Copy out the lines starting at the one containing "of the pink" and ending at the end of the listing, switching "name tag" to "badge" and changing nothing else.

(Rows from a pointing listing)
********************
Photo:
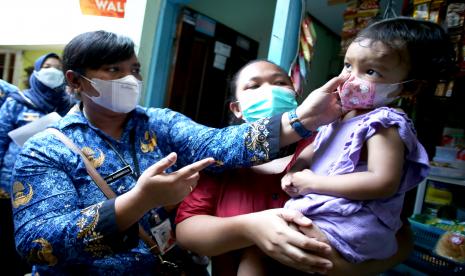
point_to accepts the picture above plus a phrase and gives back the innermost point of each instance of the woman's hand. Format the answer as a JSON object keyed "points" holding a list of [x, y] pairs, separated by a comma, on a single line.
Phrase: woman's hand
{"points": [[270, 230], [155, 188], [162, 188], [322, 106], [297, 183]]}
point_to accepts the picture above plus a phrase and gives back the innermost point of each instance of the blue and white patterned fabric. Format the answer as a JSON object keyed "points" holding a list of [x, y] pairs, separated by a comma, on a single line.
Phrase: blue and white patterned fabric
{"points": [[64, 223], [5, 89]]}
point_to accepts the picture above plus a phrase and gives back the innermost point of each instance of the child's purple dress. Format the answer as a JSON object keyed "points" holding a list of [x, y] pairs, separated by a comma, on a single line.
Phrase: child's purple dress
{"points": [[361, 230]]}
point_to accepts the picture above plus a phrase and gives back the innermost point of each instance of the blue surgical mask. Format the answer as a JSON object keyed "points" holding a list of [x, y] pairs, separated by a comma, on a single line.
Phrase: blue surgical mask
{"points": [[266, 101]]}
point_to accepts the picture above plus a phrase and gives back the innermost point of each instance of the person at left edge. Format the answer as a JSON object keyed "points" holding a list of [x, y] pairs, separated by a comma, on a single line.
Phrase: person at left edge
{"points": [[46, 94], [63, 221], [5, 89]]}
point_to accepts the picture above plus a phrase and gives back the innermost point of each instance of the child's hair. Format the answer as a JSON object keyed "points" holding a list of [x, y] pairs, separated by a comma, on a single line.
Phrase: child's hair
{"points": [[430, 51]]}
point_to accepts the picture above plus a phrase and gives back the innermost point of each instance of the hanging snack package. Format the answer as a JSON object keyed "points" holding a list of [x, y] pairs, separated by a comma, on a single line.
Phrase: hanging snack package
{"points": [[455, 17], [436, 8], [421, 9], [451, 245], [306, 29]]}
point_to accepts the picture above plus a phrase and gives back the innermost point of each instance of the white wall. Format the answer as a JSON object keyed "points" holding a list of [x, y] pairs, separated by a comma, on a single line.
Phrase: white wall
{"points": [[253, 18], [55, 22]]}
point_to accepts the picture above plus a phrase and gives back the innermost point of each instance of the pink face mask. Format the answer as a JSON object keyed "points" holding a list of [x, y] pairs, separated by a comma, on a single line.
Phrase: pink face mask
{"points": [[356, 93]]}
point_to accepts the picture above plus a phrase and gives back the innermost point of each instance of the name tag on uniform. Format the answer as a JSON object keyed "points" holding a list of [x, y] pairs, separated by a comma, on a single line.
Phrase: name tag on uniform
{"points": [[119, 174]]}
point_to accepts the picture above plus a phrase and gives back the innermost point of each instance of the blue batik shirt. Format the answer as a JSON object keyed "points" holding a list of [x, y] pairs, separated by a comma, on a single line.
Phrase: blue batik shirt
{"points": [[5, 89], [64, 223]]}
********************
## Correct answer
point_to accepts the picture above plus a phrase and gives back the innermost point of each instance of the pink face mask. Format the answer as a JSON object keyed "points" holding a list of [x, y] pairs, separated by a comma, on a single line.
Phrase: pink face mask
{"points": [[356, 93]]}
point_to accepts the picture above plus a phrase and gives back the innermost point of each instance of the badge on uniform. Format the answer as a JSON object keyed "points" holding a list of [x, y] pairs, separated by a comma, on a single line.
Phrase: badge on uniform
{"points": [[119, 174]]}
point_to accepts the picture above plus a phrase and gives back the innermost point of each instance of the blue batik shirt. Format the answer as a JSON object keyed "points" holding a list of [x, y] pairs, separated by a comma, on a single line.
Phrase: blue batik shirt
{"points": [[5, 89], [64, 223]]}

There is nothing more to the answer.